■ **Exercise**: Can you write out all the lines word for word, with no pictures?

━━━━━ Data for the task ━━━━━

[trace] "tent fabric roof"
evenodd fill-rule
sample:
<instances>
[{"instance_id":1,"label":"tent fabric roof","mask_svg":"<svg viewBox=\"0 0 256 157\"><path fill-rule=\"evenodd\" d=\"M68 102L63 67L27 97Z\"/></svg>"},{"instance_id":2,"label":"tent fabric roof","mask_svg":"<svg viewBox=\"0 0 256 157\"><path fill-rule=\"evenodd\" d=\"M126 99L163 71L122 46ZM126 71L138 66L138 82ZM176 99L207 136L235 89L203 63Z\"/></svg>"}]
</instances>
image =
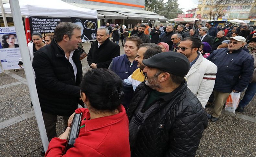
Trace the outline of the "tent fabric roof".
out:
<instances>
[{"instance_id":1,"label":"tent fabric roof","mask_svg":"<svg viewBox=\"0 0 256 157\"><path fill-rule=\"evenodd\" d=\"M119 8L112 7L111 6L101 6L99 7L99 6L95 5L91 5L85 4L79 4L74 3L68 3L72 5L81 7L84 8L89 8L98 11L98 13L102 14L102 11L105 12L112 12L115 15L117 12L118 13L122 14L126 16L127 18L117 18L117 17L113 15L112 16L105 16L105 18L119 18L120 19L137 19L137 20L159 20L161 21L166 21L168 20L168 19L164 17L160 16L157 14L149 11L143 10L137 10L127 8ZM105 14L103 14L105 15ZM98 17L99 18L99 17Z\"/></svg>"},{"instance_id":2,"label":"tent fabric roof","mask_svg":"<svg viewBox=\"0 0 256 157\"><path fill-rule=\"evenodd\" d=\"M126 15L128 17L128 19L132 20L143 20L145 18L144 16L135 13L124 13L117 12L118 13Z\"/></svg>"},{"instance_id":3,"label":"tent fabric roof","mask_svg":"<svg viewBox=\"0 0 256 157\"><path fill-rule=\"evenodd\" d=\"M106 18L118 18L118 19L127 19L127 16L116 12L110 11L98 11L99 13L104 15Z\"/></svg>"},{"instance_id":4,"label":"tent fabric roof","mask_svg":"<svg viewBox=\"0 0 256 157\"><path fill-rule=\"evenodd\" d=\"M18 1L22 16L97 18L96 10L75 6L61 0ZM3 6L6 15L11 15L10 4ZM2 13L1 10L0 13Z\"/></svg>"},{"instance_id":5,"label":"tent fabric roof","mask_svg":"<svg viewBox=\"0 0 256 157\"><path fill-rule=\"evenodd\" d=\"M88 8L96 10L98 11L116 11L117 12L124 12L125 13L135 13L136 14L147 14L157 15L157 14L153 12L142 10L134 9L128 9L127 8L119 8L118 7L113 7L111 6L97 6L96 5L91 5L86 4L80 4L79 3L68 3L70 4L75 6L81 7L84 8Z\"/></svg>"},{"instance_id":6,"label":"tent fabric roof","mask_svg":"<svg viewBox=\"0 0 256 157\"><path fill-rule=\"evenodd\" d=\"M169 22L194 22L196 20L196 18L187 18L185 17L178 17L177 18L173 18L172 19L170 19L168 20Z\"/></svg>"},{"instance_id":7,"label":"tent fabric roof","mask_svg":"<svg viewBox=\"0 0 256 157\"><path fill-rule=\"evenodd\" d=\"M236 22L236 23L247 23L246 22L245 22L244 21L242 21L242 20L239 20L238 19L233 19L231 20L229 20L228 21L229 22Z\"/></svg>"}]
</instances>

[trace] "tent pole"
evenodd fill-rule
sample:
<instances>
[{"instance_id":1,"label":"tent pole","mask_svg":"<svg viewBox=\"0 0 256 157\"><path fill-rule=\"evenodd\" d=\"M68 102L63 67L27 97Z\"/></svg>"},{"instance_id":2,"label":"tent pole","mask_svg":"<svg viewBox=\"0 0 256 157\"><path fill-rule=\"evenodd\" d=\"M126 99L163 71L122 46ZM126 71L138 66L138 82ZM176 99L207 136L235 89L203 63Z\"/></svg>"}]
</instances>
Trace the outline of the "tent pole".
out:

━━━━━

■ **Worked solution**:
[trace] "tent fabric roof"
evenodd fill-rule
sample:
<instances>
[{"instance_id":1,"label":"tent fabric roof","mask_svg":"<svg viewBox=\"0 0 256 157\"><path fill-rule=\"evenodd\" d=\"M68 102L63 67L27 97Z\"/></svg>"},{"instance_id":2,"label":"tent fabric roof","mask_svg":"<svg viewBox=\"0 0 256 157\"><path fill-rule=\"evenodd\" d=\"M126 99L163 71L122 46ZM126 71L138 66L138 82ZM176 99L207 136L235 89L203 63Z\"/></svg>"}]
</instances>
image =
Trace the outline of the "tent fabric roof".
out:
<instances>
[{"instance_id":1,"label":"tent fabric roof","mask_svg":"<svg viewBox=\"0 0 256 157\"><path fill-rule=\"evenodd\" d=\"M119 8L112 7L111 6L101 6L99 7L99 6L95 5L91 5L85 4L79 4L74 3L68 3L72 5L81 7L84 8L89 8L98 11L98 13L102 14L102 11L105 12L112 12L115 15L117 12L118 13L122 14L126 16L127 18L117 18L117 17L113 15L112 16L105 16L105 18L119 18L120 19L137 19L137 20L159 20L161 21L166 21L168 20L168 19L164 17L160 16L157 14L149 11L143 10L137 10L127 8ZM105 14L103 14L105 15ZM98 17L99 18L99 17Z\"/></svg>"},{"instance_id":2,"label":"tent fabric roof","mask_svg":"<svg viewBox=\"0 0 256 157\"><path fill-rule=\"evenodd\" d=\"M126 15L128 17L128 19L132 20L143 20L145 18L144 16L135 13L124 13L117 12L118 13Z\"/></svg>"},{"instance_id":3,"label":"tent fabric roof","mask_svg":"<svg viewBox=\"0 0 256 157\"><path fill-rule=\"evenodd\" d=\"M106 18L118 18L118 19L127 19L127 16L116 12L110 11L98 11L99 13L104 15Z\"/></svg>"},{"instance_id":4,"label":"tent fabric roof","mask_svg":"<svg viewBox=\"0 0 256 157\"><path fill-rule=\"evenodd\" d=\"M18 1L22 16L97 18L96 10L75 6L61 0ZM3 6L6 15L11 15L10 4ZM2 13L1 10L0 13Z\"/></svg>"},{"instance_id":5,"label":"tent fabric roof","mask_svg":"<svg viewBox=\"0 0 256 157\"><path fill-rule=\"evenodd\" d=\"M88 8L96 10L98 11L116 11L117 12L124 12L125 13L135 13L136 14L147 14L157 15L157 14L153 12L142 10L134 9L128 9L127 8L119 8L118 7L113 7L111 6L97 6L96 5L91 5L86 4L80 4L79 3L68 3L70 4L75 6L81 7L84 8Z\"/></svg>"},{"instance_id":6,"label":"tent fabric roof","mask_svg":"<svg viewBox=\"0 0 256 157\"><path fill-rule=\"evenodd\" d=\"M169 22L194 22L196 20L196 18L187 18L185 17L178 17L177 18L173 18L172 19L170 19L168 20Z\"/></svg>"},{"instance_id":7,"label":"tent fabric roof","mask_svg":"<svg viewBox=\"0 0 256 157\"><path fill-rule=\"evenodd\" d=\"M236 22L236 23L247 23L246 22L245 22L244 21L242 21L242 20L239 20L238 19L233 19L231 20L229 20L228 21L229 22Z\"/></svg>"}]
</instances>

[trace] "tent pole"
evenodd fill-rule
sample:
<instances>
[{"instance_id":1,"label":"tent pole","mask_svg":"<svg viewBox=\"0 0 256 157\"><path fill-rule=\"evenodd\" d=\"M68 102L63 67L27 97Z\"/></svg>"},{"instance_id":2,"label":"tent pole","mask_svg":"<svg viewBox=\"0 0 256 157\"><path fill-rule=\"evenodd\" d=\"M126 99L163 71L122 46ZM126 71L138 66L138 82ZM176 99L207 136L235 89L203 63Z\"/></svg>"}]
</instances>
Trace the outline of the "tent pole".
out:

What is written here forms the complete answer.